▶ WRITTEN EXERCISE
Set down the materials and methods text word for word, from "Assume the spatial" up to and including "improving overall efficiency.".

▶ DOCUMENT
3. Materials and methods

In this section, we first present the representation of event streams and the adopted spiking neuron model and later propose our STCA module based on this neuron model. Finally, we introduce the training method adopted in this paper.

3.1. Representation of event streams

An event, e, encodes three pieces of information: the pixel location (x, y) of the event, the timestamp t′ recording the time when the event is triggered, and the polarity of each single event p ∈ {−1, +1} reflecting an increase or decrease of brightness via +1/−1. Formally, a set of events at the timestamp t′can be defined as:

\begin{array}{l} E_{t^{'}} = {\{[x_{k}, y_{k}, t^{'}, p_{k}]\}}_{k = 1}^{N} & (1) \end{array}

Assume the spatial resolution is h × w, the event set equals to the spike pattern tensor S_t′∈R^{2 × h × w} at the timestamp t′. However, processing these events one by one can be inefficient due to the limited amount of information contained in a single event. We follow the frame-based representation in SpikingJelly (Fang et al., 2020) that transforms event streams into high-rate frame sequences during preprocessing. Each frame includes many blank (zero) areas, and SNNs can skip the computation of the zero areas in each input frame (Roy et al., 2019), improving overall efficiency.

Part of a data file:
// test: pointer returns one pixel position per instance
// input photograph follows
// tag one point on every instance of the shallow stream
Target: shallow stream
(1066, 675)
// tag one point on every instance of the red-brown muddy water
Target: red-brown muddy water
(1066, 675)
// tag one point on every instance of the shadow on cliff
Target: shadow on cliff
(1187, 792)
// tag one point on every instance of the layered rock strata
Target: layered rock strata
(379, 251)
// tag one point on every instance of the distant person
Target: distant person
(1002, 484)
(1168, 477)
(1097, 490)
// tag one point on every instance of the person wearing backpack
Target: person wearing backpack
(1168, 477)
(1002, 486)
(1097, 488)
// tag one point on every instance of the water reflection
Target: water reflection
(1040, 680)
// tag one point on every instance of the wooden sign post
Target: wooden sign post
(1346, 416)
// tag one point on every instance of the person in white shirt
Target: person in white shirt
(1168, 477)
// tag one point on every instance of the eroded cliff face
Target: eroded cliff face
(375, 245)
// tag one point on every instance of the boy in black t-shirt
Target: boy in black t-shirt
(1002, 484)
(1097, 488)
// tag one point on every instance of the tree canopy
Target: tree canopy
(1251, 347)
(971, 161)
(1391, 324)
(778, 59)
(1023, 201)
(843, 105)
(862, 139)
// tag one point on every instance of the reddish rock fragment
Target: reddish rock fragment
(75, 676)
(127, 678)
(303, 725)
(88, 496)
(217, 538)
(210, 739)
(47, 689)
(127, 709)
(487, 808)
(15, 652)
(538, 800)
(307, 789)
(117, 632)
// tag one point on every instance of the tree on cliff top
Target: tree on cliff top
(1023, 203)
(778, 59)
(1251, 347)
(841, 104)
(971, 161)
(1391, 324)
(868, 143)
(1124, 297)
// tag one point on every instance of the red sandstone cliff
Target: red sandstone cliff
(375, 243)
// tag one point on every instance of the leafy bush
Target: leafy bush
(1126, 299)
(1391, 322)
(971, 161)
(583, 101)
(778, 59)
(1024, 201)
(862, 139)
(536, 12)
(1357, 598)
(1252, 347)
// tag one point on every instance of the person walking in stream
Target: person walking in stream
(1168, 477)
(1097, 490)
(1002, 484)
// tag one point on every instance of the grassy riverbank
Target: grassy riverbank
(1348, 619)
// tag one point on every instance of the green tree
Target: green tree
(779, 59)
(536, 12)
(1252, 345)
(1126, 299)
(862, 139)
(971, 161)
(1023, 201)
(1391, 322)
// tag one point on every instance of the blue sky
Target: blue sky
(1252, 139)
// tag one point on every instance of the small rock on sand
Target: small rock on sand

▶ TASK SOLUTION
Assume the spatial resolution is h × w, the event set equals to the spike pattern tensor S_t′∈R^{2 × h × w} at the timestamp t′. However, processing these events one by one can be inefficient due to the limited amount of information contained in a single event. We follow the frame-based representation in SpikingJelly (Fang et al., 2020) that transforms event streams into high-rate frame sequences during preprocessing. Each frame includes many blank (zero) areas, and SNNs can skip the computation of the zero areas in each input frame (Roy et al., 2019), improving overall efficiency.